■ EXERCISE DETAILS: Word for word, print all of the entries below.

■ EXCERPTED DATA:

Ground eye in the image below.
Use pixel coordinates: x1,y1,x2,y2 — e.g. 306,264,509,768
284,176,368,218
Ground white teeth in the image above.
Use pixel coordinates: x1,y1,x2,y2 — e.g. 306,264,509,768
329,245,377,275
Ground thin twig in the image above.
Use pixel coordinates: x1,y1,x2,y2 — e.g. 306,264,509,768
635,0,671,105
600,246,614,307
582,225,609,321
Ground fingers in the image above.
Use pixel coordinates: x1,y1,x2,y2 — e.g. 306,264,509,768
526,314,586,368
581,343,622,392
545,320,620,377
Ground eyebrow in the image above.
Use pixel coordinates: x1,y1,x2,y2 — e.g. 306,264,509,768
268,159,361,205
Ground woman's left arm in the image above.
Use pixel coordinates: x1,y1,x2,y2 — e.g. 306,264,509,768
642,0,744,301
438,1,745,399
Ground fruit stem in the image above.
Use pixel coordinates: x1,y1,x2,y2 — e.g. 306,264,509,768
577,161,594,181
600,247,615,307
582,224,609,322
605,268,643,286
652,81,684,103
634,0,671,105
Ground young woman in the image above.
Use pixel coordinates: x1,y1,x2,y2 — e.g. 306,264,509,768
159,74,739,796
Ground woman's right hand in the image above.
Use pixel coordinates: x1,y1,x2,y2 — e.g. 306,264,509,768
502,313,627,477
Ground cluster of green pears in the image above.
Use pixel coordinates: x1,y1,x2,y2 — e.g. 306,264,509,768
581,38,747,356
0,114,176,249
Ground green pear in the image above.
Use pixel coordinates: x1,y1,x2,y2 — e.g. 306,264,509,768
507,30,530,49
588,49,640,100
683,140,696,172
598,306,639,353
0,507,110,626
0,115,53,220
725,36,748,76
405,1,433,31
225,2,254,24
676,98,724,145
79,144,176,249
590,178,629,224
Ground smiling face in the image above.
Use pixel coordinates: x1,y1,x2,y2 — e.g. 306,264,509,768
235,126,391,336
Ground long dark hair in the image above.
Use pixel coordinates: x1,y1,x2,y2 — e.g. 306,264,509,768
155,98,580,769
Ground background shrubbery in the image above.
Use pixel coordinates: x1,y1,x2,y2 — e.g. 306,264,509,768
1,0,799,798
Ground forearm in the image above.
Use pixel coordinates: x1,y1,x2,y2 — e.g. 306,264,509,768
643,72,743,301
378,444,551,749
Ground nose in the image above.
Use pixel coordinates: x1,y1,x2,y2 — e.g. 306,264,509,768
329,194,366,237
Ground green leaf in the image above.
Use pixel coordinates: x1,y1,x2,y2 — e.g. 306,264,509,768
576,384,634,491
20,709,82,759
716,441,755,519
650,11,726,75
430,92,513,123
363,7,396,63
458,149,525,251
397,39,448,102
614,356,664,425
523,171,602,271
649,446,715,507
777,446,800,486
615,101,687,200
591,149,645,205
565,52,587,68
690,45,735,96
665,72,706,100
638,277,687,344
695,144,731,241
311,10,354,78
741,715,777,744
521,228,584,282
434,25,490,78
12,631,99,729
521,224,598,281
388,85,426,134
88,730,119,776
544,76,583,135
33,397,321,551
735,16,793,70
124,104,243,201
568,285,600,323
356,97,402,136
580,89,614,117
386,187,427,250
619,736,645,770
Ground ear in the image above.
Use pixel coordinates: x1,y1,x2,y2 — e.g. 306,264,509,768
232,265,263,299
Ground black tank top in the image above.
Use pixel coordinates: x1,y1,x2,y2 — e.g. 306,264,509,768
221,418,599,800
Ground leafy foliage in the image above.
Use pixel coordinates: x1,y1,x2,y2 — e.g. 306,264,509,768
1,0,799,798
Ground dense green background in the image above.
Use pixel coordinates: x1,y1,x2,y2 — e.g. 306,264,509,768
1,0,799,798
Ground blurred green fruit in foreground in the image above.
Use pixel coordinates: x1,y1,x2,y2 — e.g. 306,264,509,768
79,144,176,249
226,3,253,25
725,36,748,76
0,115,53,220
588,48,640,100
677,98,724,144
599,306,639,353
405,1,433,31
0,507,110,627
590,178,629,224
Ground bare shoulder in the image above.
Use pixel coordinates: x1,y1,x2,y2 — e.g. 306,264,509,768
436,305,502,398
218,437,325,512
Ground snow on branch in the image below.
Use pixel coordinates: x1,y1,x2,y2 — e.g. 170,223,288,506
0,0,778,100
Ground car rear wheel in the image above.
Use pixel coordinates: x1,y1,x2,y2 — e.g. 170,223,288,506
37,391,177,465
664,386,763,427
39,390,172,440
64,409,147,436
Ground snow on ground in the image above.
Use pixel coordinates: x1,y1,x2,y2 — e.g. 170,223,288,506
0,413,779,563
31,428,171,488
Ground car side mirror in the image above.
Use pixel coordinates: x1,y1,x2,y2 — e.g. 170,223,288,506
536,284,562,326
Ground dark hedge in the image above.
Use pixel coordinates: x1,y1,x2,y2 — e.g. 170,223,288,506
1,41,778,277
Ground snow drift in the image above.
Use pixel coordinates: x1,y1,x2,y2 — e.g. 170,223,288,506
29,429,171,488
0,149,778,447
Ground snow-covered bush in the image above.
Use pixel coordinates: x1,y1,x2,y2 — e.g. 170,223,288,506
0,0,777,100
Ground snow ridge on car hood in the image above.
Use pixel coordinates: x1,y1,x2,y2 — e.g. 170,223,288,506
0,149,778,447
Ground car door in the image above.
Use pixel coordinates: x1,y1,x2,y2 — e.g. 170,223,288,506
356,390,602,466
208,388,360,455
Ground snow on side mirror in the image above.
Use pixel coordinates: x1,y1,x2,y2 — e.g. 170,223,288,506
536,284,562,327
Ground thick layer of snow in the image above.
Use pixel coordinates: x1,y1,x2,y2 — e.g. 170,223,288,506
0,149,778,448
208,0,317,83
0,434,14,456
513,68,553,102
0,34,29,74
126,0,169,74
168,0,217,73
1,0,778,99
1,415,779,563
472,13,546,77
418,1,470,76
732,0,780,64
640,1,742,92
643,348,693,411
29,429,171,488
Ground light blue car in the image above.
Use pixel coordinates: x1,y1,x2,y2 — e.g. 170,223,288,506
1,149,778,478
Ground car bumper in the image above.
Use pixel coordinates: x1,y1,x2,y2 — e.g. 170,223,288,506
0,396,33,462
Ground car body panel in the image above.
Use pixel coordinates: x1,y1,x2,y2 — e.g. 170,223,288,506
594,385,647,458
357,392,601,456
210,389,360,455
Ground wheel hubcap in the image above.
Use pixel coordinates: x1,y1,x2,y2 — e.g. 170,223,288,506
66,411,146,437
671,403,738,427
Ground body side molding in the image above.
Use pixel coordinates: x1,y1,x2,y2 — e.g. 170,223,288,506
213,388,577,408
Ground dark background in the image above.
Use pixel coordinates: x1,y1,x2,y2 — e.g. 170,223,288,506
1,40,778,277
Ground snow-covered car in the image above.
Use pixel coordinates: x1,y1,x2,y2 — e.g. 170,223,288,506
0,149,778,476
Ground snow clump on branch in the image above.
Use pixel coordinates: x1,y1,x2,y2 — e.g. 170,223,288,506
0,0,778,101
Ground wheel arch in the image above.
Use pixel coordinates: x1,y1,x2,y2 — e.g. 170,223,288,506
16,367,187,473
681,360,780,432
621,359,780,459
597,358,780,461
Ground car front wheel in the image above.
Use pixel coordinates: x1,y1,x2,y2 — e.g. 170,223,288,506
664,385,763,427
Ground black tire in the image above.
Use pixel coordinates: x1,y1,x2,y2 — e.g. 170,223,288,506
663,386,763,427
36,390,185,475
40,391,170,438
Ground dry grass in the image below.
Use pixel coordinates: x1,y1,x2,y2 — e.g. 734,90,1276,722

■ YOUR SOLUTION:
Ground eye in the image below.
Use pixel coordinates: x1,y1,x2,y2 — e.g. 306,264,509,768
284,176,368,218
Ground white teeth in the image above.
Use pixel coordinates: x1,y1,x2,y2 — e.g. 306,264,509,768
329,245,377,275
Ground thin twig in the image above.
Use pixel coordinates: x1,y1,x2,y2 — e.g. 306,264,509,768
635,0,671,105
600,246,614,307
582,225,609,321
Ground fingers in the image above.
Use pixel coordinates: x1,y1,x2,y2 — e.g. 306,264,509,768
526,314,586,368
581,343,622,392
545,320,620,377
Ground eyebrow in the image above.
Use pixel coordinates: x1,y1,x2,y2 — e.g. 306,264,509,768
268,159,361,205
Ground woman's left arm in the image above.
Use pixel coordinates: x1,y1,x2,y2 — e.g. 306,264,509,768
642,0,744,301
438,1,745,399
Ground fruit stem in the image above.
Use pixel coordinates: x1,y1,x2,y2 — e.g. 306,264,509,768
577,161,594,181
600,247,615,307
582,224,609,322
605,268,643,286
652,81,684,103
634,0,671,105
Ground young woman in the image above.
Use pixel coordinates: x1,y1,x2,y2 — e.g. 306,264,509,768
159,74,739,796
Ground woman's right hand in the image above.
Use pixel coordinates: x1,y1,x2,y2 — e.g. 306,264,509,768
502,313,627,477
Ground cluster of green pears in the image above.
Use pixel coordinates: x1,y1,x2,y2 — e.g. 306,264,509,768
581,38,747,356
0,114,176,249
Ground green pear in the image above.
Use pixel coordinates: x1,y1,x2,y2 — e.g. 306,264,509,768
507,30,530,49
588,49,640,100
683,140,696,172
598,306,639,353
0,507,110,626
0,115,53,220
725,36,748,76
405,1,433,31
225,2,254,24
676,98,724,145
79,144,176,249
590,178,629,224
Ground smiling face in the image above.
Use pixel coordinates: x1,y1,x2,y2 — e.g. 306,264,509,768
235,126,391,336
Ground long dark hair in the image above.
Use pixel coordinates: x1,y1,x2,y2 — e.g. 306,264,509,768
155,98,580,769
Ground background shrubbery in the image above.
Use pixel coordinates: x1,y1,x2,y2 — e.g. 306,264,509,768
1,0,799,798
Ground forearm in the image above.
Use pixel coordinates: x1,y1,x2,y2 — e.g. 306,264,509,768
643,72,743,301
378,444,551,749
Ground nose in the image above.
Use pixel coordinates: x1,y1,x2,y2 — e.g. 306,264,509,768
329,194,366,237
Ground green leaf in the image above.
Use pixel coordinates: x1,y1,x2,y2 — e.g. 306,264,509,768
576,384,634,491
20,709,82,759
716,441,755,519
650,11,726,75
430,92,513,123
363,7,396,63
458,149,525,251
397,39,448,102
614,356,664,425
523,171,602,271
649,446,715,507
777,446,800,486
615,101,687,200
591,149,645,205
565,52,587,68
690,45,735,96
665,72,706,100
638,277,687,344
695,144,731,241
311,10,354,78
741,715,777,744
521,228,584,282
434,25,490,78
12,631,99,729
521,224,598,281
388,85,426,134
88,730,119,776
544,76,583,135
33,397,321,551
735,16,793,70
124,104,243,201
568,285,600,323
356,97,402,136
580,89,614,117
386,187,427,250
619,736,645,770
Ground ear in the image above.
Use pixel coordinates: x1,y1,x2,y2 — e.g. 306,264,509,768
232,265,263,299
Ground black tank top in the image above.
Use pixel coordinates: x1,y1,x2,y2 — e.g. 306,264,509,768
221,418,599,800
Ground leafy foliage in the image above.
Use pixel coordinates: x1,y1,x2,y2 — e.g. 306,264,509,768
1,0,799,798
Ground dense green background in the image above.
Use pixel coordinates: x1,y1,x2,y2 — e.g. 306,264,509,768
1,0,799,798
Ground blurred green fruit in foreground in the image above.
Use pixel coordinates: x1,y1,x2,y2 — e.g. 306,264,509,768
79,144,176,249
226,3,253,25
725,36,748,76
0,115,53,220
588,48,640,100
677,98,724,144
599,306,639,353
405,1,433,31
0,507,110,627
590,178,629,224
Ground bare shoulder in the image above.
Use pixel coordinates: x1,y1,x2,y2 — e.g. 306,264,509,768
436,305,502,398
218,437,325,512
Ground snow on branch in the image below.
Use pixel coordinates: x1,y1,x2,y2 — e.g. 170,223,288,506
0,0,778,100
Ground car rear wheel in the image above.
Use pixel coordinates: x1,y1,x2,y2 — e.g. 170,223,288,506
37,391,177,465
664,386,763,427
39,390,172,440
64,409,147,436
Ground snow on ground in the image above.
Use pixel coordinates: x1,y1,x2,y2 — e.g. 170,223,288,506
0,413,779,563
31,428,171,488
Ground car side mirror in the image above.
Use pixel coordinates: x1,y1,x2,y2 — e.g. 170,223,288,506
536,284,562,326
Ground dark hedge in the image above.
Use pixel coordinates: x1,y1,x2,y2 — e.g. 170,223,288,506
1,41,778,277
Ground snow drift in the image above.
Use pixel coordinates: x1,y1,x2,y2 — e.g. 170,223,288,506
29,429,171,488
0,149,778,447
Ground snow-covered bush in the image above.
Use pixel coordinates: x1,y1,x2,y2 — e.g. 170,223,288,506
0,0,777,100
Ground snow ridge on car hood in the image above.
Use pixel coordinates: x1,y1,x2,y2 — e.g. 170,223,288,506
0,149,778,447
Ground car door in the image above.
Use pixel coordinates: x1,y1,x2,y2 — e.g. 170,223,288,506
356,390,602,466
208,388,360,455
Ground snow on side mirror in the image above.
Use pixel coordinates: x1,y1,x2,y2 — e.g. 170,223,288,506
536,284,562,327
Ground thick layer of snow in the image above.
Use pixel coordinates: x1,y1,x2,y2 — e.g. 170,223,288,506
0,149,778,448
208,0,317,83
0,434,14,456
513,68,553,102
0,34,29,74
126,0,169,74
168,0,217,73
1,0,778,99
1,415,779,563
472,13,546,77
418,1,470,76
732,0,780,64
640,1,742,92
643,348,693,411
29,429,171,488
Ground light blue car in the image above.
Use pixel coordinates: x1,y1,x2,y2 — e.g. 170,223,288,506
1,149,778,478
Ground car bumper in the image above.
Use pixel coordinates: x1,y1,x2,y2 — e.g. 170,223,288,506
0,396,33,462
Ground car body panel in the image above.
Use pixel coordinates: x1,y1,x2,y2 — e.g. 170,223,288,506
594,385,647,458
357,392,601,456
210,389,360,455
Ground wheel hubcap in the image above.
Use pixel coordinates: x1,y1,x2,y2 — e.g. 170,223,288,506
66,411,146,437
671,403,738,427
Ground body side molding in the image above.
Use pixel coordinates: x1,y1,x2,y2 — e.g. 170,223,288,506
213,388,577,408
Ground dark background in the image above.
Use pixel coordinates: x1,y1,x2,y2 — e.g. 170,223,288,506
1,40,778,277
Ground snow-covered car in the image above.
Use pixel coordinates: x1,y1,x2,y2 — e.g. 170,223,288,506
0,149,778,476
Ground snow clump on branch in the image above.
Use pixel coordinates: x1,y1,x2,y2 — e.g. 170,223,288,506
0,0,778,101
Ground wheel arch in the image above.
Use pixel coordinates: x1,y1,x2,y2 — e.g. 170,223,288,506
16,367,187,473
681,360,780,432
621,359,780,459
597,358,780,461
Ground car front wheel in the image above.
Use pixel coordinates: x1,y1,x2,y2 — e.g. 170,223,288,506
664,385,763,427
Ground black tire in the image above.
Use pixel coordinates: x1,y1,x2,y2 — e.g. 170,223,288,506
663,386,763,427
36,390,185,475
40,391,170,438
Ground dry grass in the image below.
Use pixel coordinates: x1,y1,x2,y2 — e.g. 734,90,1276,722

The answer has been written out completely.